◆ Requirements
1) In the circle segment solution, what measure is found for angle AOB?
2) Quote the stretch of the circle segment solution from "We know that" through "in two segments.".

# A chord 10 cm long is drawn in a circle whose radius is

Question:

A chord $10 \mathrm{~cm}$ long is drawn in a circle whose radius is $5 \sqrt{2} \mathrm{~cm}$. Find area of both the segments.

Solution:

We know that the area of minor segment of angle θ in a circle of radius r is,

$A=\left\{\frac{\pi \theta}{360^{\circ}}-\sin \frac{\theta}{2} \cos \frac{\theta}{2}\right\} r^{2}$

It is given that the chord AB divides the circle in two segments.

We have $O A=5 \sqrt{2} \mathrm{~cm}$ and $A B=10 \mathrm{~cm}$. So,

$A L=\frac{A B}{2} \mathrm{~cm}$

$=\frac{10}{2} \mathrm{~cm}$

$=5 \mathrm{~cm}$

Let $\angle A O B=2 \theta$. Then,

$\angle A O L=\angle B O L$

$=\theta$

$\ln \Delta O L A$, we have

$\sin \theta=\frac{A L}{O A}$

$=\frac{5}{5 \sqrt{2}}$

$=\frac{1}{\sqrt{2}}$

$\theta=\sin ^{-1} \frac{1}{\sqrt{2}}$

$=\frac{1}{\sqrt{2}}$

$\theta=\sin ^{-1} \frac{1}{\sqrt{2}}$

$=45^{\circ}$

Hence, $\angle A O B=90^{\circ}$

Now using the value of $r$ and $\theta$, we will find the area of minor segment

$A=\left\{\frac{90^{\circ} \pi}{360^{\circ}}-\sin \frac{90^{\circ}}{2} \cos \frac{90^{\circ}}{2}\right\} \times 5 \sqrt{2} \times 5 \sqrt{2}$

$=\left\{\frac{\pi}{4}-\sin 45^{\circ} \cos 45^{\circ}\right\} \times 50$

$=\frac{3.14 \times 50}{4}-\frac{1}{\sqrt{2}} \times \frac{1}{\sqrt{2}} \times 50$

$=39.25-25$

$A=14.25 \mathrm{~cm}^{2}$

Area of circle $=\pi r^{2}$

$=3.14 \times 5 \sqrt{2} \times 5 \sqrt{2}$

$=157.15 \mathrm{~cm}^{2}$

Area of major segment = Area of circle-Area of minor segment

$=157-14.25$

$=142.75 \mathrm{~cm}^{2}$

Dataset rows

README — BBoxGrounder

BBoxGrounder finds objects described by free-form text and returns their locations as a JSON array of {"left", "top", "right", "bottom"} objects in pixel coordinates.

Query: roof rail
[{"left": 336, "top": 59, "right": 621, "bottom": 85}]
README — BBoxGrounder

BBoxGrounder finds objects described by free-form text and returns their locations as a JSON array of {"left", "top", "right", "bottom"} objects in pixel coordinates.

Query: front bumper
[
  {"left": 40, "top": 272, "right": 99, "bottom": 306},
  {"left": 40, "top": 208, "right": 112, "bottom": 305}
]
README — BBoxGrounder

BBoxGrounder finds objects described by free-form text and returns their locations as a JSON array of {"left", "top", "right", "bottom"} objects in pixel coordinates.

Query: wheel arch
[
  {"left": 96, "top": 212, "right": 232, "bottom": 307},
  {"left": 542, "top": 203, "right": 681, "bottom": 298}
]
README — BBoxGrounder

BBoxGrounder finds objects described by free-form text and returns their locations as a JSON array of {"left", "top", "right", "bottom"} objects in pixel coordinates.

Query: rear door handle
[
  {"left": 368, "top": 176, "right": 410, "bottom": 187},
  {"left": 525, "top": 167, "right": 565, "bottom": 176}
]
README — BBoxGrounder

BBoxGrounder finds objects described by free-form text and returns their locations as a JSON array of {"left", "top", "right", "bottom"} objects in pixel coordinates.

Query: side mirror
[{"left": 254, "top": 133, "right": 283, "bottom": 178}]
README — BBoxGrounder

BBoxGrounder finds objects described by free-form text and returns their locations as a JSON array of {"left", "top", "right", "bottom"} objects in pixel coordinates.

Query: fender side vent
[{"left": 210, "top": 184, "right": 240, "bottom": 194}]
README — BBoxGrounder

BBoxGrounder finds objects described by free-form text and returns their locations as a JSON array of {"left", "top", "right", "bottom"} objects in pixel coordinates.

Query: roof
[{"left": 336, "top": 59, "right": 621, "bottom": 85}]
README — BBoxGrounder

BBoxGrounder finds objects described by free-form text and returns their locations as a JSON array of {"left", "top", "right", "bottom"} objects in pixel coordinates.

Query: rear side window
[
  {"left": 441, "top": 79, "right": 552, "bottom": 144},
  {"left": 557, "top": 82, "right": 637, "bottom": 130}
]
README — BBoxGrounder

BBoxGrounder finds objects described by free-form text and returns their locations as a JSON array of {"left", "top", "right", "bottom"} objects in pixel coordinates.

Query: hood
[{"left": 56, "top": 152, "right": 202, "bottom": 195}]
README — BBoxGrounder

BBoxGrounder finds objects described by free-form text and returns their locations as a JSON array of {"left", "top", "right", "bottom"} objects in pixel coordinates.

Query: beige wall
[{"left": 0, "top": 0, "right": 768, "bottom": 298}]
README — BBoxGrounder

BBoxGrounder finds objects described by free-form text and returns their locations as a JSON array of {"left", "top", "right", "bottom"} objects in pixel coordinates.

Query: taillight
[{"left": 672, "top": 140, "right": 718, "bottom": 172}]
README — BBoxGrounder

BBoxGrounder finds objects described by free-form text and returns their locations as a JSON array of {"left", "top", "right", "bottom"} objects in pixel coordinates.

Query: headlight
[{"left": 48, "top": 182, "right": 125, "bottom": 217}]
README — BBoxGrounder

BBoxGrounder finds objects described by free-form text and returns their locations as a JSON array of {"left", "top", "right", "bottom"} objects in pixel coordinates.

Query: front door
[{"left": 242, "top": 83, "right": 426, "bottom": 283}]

◆ Answers to the tasks
1) 90°

2)
We know that the area of minor segment of angle θ in a circle of radius r is,

$A=\left\{\frac{\pi \theta}{360^{\circ}}-\sin \frac{\theta}{2} \cos \frac{\theta}{2}\right\} r^{2}$

It is given that the chord AB divides the circle in two segments.